(Work item) From the first line to the last, retype everything below exactly, minus the pictures.

(Data extracts)
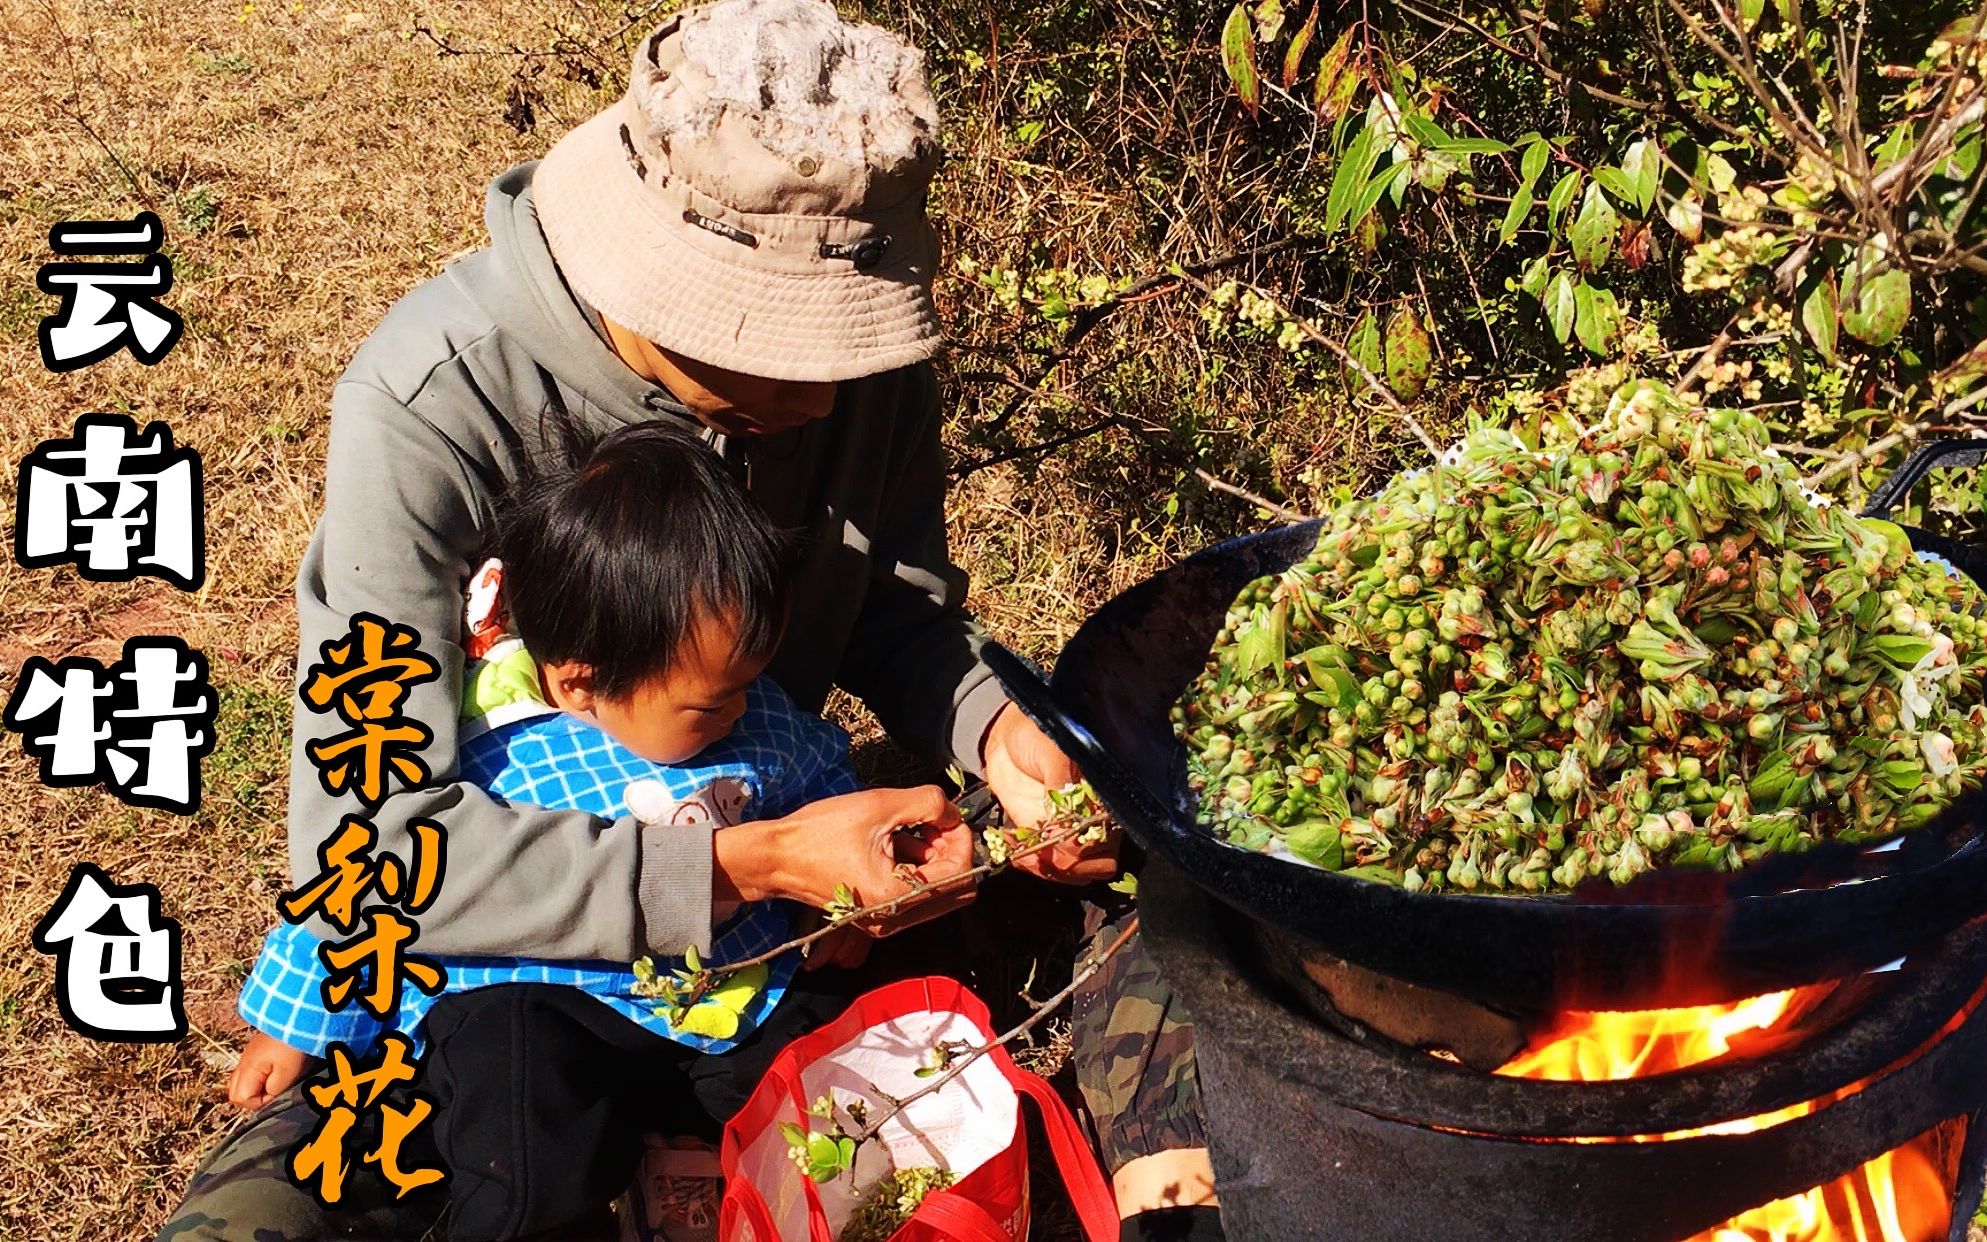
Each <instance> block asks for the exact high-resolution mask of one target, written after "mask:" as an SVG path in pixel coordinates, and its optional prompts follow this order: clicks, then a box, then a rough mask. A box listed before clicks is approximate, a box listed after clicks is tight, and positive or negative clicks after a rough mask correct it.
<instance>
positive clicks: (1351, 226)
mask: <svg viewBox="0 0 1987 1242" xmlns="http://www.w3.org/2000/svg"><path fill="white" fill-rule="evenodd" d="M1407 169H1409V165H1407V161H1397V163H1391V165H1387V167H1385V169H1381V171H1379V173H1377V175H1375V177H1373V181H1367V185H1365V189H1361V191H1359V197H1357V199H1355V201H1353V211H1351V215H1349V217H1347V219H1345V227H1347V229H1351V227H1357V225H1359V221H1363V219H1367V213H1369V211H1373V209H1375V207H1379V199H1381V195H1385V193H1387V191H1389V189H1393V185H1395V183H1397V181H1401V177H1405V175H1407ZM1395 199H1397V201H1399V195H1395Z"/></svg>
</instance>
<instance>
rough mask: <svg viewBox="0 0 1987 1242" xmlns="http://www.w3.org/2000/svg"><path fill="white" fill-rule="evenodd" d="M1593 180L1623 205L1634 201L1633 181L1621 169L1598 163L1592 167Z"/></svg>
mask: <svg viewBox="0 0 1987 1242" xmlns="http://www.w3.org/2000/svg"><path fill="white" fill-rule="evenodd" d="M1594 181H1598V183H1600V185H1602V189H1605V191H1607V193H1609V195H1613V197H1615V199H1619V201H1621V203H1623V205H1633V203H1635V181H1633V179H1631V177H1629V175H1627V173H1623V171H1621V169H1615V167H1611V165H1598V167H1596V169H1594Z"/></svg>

(Your response)
Each <instance> block asks for the exact high-resolution mask of one target, written after "mask:" as an SVG path in pixel coordinates, and its optional prompts follow this order: clicks, then a box, then a rough mask. A box listed before clicks is approximate, a box listed after clicks is tight, and positive or negative clicks after a rough mask correct it.
<instance>
positive clicks: (1351, 226)
mask: <svg viewBox="0 0 1987 1242" xmlns="http://www.w3.org/2000/svg"><path fill="white" fill-rule="evenodd" d="M1407 169H1409V165H1407V161H1397V163H1391V165H1387V167H1385V169H1381V171H1379V173H1377V175H1375V177H1373V181H1367V185H1365V189H1361V191H1359V197H1357V199H1355V201H1353V211H1351V215H1349V217H1347V219H1345V227H1347V229H1351V227H1357V225H1359V221H1363V219H1367V213H1369V211H1373V209H1375V207H1379V199H1381V195H1385V193H1387V191H1389V189H1393V185H1395V183H1397V181H1401V177H1405V175H1407ZM1395 199H1397V201H1399V195H1395Z"/></svg>
</instance>
<instance>
rough mask: <svg viewBox="0 0 1987 1242" xmlns="http://www.w3.org/2000/svg"><path fill="white" fill-rule="evenodd" d="M1593 180L1623 205L1634 201L1633 181L1621 169L1598 163L1592 167Z"/></svg>
mask: <svg viewBox="0 0 1987 1242" xmlns="http://www.w3.org/2000/svg"><path fill="white" fill-rule="evenodd" d="M1594 181H1598V183H1600V185H1602V189H1605V191H1607V193H1609V195H1613V197H1615V199H1619V201H1621V203H1623V205H1633V203H1635V181H1633V179H1631V177H1629V175H1627V173H1623V171H1621V169H1615V167H1611V165H1598V167H1596V169H1594Z"/></svg>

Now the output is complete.